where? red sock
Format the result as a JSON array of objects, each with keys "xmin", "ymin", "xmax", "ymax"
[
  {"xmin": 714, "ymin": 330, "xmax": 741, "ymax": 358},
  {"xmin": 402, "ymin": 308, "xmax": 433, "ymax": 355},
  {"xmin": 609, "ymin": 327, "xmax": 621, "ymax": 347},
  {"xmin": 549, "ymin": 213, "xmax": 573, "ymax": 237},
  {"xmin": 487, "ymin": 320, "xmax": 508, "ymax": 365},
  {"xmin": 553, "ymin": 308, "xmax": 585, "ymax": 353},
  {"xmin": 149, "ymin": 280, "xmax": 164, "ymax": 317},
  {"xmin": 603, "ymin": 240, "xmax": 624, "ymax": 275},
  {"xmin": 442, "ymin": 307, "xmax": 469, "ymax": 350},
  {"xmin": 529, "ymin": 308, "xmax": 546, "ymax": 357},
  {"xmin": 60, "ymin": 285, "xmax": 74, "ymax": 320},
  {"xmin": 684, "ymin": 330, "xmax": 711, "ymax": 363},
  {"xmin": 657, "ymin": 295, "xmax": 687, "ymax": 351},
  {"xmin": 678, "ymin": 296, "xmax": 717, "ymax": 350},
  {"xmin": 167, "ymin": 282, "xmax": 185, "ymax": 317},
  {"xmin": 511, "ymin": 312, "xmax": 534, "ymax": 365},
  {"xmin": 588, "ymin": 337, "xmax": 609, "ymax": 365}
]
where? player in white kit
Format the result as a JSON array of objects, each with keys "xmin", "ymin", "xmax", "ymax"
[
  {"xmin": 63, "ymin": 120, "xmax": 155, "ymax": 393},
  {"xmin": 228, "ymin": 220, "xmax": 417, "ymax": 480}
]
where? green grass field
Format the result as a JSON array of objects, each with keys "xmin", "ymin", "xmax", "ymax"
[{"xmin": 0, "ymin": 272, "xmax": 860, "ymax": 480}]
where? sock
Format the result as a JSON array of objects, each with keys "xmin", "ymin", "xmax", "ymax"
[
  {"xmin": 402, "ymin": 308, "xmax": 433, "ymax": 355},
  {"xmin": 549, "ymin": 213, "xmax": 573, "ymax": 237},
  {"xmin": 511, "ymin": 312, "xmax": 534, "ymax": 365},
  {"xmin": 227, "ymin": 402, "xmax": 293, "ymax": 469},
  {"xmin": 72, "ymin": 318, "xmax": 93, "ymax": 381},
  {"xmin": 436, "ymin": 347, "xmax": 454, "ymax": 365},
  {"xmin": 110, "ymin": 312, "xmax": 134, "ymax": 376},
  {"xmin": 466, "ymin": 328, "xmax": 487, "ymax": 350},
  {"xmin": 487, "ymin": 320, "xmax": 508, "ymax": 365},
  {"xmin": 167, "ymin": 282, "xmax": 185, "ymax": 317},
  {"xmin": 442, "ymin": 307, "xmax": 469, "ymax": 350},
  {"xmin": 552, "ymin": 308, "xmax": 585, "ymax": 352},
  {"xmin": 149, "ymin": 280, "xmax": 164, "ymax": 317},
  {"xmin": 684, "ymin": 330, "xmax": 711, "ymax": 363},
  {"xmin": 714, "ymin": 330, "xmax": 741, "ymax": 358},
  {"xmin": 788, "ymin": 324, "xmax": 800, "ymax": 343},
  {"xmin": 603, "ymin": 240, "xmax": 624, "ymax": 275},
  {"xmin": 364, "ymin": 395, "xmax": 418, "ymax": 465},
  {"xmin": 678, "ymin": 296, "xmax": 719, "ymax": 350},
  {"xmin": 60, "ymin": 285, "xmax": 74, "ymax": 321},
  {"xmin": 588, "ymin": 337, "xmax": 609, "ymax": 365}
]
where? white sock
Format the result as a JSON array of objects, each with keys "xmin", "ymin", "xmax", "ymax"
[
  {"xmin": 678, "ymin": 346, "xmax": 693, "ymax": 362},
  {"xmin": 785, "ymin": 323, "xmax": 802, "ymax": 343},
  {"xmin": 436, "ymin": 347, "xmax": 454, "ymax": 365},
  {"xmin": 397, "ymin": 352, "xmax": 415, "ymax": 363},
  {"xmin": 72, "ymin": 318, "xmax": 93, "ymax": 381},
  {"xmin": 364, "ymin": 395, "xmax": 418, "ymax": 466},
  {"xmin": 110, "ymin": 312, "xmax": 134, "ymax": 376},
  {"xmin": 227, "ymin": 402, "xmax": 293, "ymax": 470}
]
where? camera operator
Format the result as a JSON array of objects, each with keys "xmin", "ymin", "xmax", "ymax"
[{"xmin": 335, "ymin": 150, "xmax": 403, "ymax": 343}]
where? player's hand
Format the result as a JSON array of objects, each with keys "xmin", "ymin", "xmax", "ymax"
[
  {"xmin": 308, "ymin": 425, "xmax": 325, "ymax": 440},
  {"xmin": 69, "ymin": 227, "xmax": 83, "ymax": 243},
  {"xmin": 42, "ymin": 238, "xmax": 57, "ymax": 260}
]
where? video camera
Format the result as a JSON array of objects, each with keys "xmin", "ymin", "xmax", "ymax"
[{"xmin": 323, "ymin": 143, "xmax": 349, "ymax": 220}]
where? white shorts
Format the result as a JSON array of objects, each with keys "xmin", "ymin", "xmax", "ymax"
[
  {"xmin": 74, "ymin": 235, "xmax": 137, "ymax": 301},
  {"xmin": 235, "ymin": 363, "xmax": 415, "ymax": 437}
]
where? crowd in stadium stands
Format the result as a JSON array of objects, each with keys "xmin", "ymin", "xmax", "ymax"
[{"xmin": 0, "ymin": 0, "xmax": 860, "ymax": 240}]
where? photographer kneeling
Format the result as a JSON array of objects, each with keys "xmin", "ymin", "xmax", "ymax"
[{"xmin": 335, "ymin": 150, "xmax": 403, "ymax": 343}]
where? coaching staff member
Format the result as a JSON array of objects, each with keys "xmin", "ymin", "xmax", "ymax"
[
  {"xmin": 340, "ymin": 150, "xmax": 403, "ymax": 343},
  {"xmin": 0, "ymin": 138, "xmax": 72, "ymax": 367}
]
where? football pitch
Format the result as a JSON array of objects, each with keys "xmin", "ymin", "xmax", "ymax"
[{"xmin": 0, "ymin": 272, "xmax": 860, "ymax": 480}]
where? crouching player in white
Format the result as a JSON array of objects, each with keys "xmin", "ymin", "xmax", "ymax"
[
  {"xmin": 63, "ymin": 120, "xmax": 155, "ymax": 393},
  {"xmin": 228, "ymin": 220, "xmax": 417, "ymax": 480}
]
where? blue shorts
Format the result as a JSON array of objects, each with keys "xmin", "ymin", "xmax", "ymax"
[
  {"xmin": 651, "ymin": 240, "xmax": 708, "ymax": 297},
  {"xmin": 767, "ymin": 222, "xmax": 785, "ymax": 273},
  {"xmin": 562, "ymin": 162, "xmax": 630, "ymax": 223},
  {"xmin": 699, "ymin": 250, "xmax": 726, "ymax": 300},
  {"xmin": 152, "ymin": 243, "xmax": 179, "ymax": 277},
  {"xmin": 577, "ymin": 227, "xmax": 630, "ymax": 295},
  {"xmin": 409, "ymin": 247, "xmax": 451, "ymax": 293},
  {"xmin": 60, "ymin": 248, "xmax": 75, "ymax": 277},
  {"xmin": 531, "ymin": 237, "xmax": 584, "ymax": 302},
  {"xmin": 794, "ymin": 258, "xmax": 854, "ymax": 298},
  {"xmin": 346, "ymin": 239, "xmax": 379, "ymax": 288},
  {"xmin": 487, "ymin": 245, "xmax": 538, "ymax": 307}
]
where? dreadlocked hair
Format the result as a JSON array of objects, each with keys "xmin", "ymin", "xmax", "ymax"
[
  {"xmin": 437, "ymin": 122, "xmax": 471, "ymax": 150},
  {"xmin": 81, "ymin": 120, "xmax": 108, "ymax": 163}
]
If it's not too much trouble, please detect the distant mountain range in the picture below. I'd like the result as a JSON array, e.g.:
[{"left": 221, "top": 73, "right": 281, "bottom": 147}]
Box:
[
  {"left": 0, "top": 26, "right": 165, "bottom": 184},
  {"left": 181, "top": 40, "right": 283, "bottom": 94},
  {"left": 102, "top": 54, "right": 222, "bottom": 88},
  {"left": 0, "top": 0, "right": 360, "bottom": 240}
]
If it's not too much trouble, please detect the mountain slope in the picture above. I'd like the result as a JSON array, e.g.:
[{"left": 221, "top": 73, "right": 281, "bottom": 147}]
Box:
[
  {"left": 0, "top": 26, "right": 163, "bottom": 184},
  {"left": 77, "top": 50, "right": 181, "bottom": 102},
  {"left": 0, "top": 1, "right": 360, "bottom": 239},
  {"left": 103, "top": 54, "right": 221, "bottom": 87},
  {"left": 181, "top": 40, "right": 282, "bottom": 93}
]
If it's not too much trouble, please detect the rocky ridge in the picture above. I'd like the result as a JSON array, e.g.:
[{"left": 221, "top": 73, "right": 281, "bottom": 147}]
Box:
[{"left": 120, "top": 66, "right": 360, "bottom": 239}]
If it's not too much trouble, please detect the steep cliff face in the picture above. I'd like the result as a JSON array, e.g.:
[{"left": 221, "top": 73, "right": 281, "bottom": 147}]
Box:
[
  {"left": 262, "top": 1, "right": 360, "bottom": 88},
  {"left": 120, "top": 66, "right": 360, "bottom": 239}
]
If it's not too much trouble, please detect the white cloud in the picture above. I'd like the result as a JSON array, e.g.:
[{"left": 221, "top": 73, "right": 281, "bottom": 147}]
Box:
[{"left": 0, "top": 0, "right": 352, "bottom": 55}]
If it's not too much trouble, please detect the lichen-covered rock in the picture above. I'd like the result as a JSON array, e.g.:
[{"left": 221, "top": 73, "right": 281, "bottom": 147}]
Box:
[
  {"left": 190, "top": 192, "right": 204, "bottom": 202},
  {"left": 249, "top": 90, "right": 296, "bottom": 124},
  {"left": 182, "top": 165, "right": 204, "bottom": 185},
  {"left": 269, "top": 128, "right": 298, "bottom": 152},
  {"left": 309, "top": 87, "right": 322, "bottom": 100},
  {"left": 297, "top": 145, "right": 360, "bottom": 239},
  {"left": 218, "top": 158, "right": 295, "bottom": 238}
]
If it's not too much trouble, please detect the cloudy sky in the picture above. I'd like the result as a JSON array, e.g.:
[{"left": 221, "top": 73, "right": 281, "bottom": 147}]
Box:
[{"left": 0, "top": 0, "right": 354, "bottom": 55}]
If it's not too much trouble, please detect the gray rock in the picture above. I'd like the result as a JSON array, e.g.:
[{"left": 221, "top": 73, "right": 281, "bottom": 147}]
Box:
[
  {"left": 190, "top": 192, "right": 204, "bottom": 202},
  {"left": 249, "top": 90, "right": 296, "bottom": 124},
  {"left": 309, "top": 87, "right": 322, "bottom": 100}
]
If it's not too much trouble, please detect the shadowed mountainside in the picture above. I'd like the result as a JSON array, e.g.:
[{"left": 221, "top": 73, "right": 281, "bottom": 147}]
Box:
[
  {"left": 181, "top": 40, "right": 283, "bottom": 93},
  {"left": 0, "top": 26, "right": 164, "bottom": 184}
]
******************************
Brief:
Starting with the row that contains "If it's not too much trouble, please detect the lichen-covered" and going on through the end of the rows, write out every line again, requests included, and increase each bounding box coordinate in the answers by 142, leaving the requests and their format samples unchanged.

Complete answer:
If it's not too much trouble, please detect the lichen-covered rock in the picture above. I'd like the result as a JSON array, e.g.:
[{"left": 221, "top": 73, "right": 281, "bottom": 147}]
Box:
[
  {"left": 332, "top": 334, "right": 346, "bottom": 344},
  {"left": 391, "top": 232, "right": 438, "bottom": 266},
  {"left": 324, "top": 307, "right": 346, "bottom": 327},
  {"left": 411, "top": 270, "right": 440, "bottom": 294},
  {"left": 451, "top": 229, "right": 464, "bottom": 242},
  {"left": 439, "top": 287, "right": 502, "bottom": 381},
  {"left": 360, "top": 300, "right": 437, "bottom": 380}
]
If it's not too much trouble, please detect the cloudy sky in the picture above. I'd like the result as a JSON array, e.g.:
[{"left": 221, "top": 73, "right": 281, "bottom": 147}]
Box:
[{"left": 142, "top": 142, "right": 496, "bottom": 197}]
If it's not too much trouble, please detect the gray rock in the picture above. I'd like the result as a JSON array, e.g.:
[{"left": 221, "top": 73, "right": 281, "bottom": 147}]
Box:
[
  {"left": 332, "top": 334, "right": 346, "bottom": 344},
  {"left": 391, "top": 232, "right": 438, "bottom": 266},
  {"left": 451, "top": 229, "right": 464, "bottom": 242}
]
If it's not too much trouble, please detect the shadowed mountainside in the picture above. I'd like the result as a JSON array, e.g.:
[{"left": 221, "top": 73, "right": 281, "bottom": 147}]
Box:
[
  {"left": 323, "top": 182, "right": 425, "bottom": 235},
  {"left": 142, "top": 168, "right": 306, "bottom": 326}
]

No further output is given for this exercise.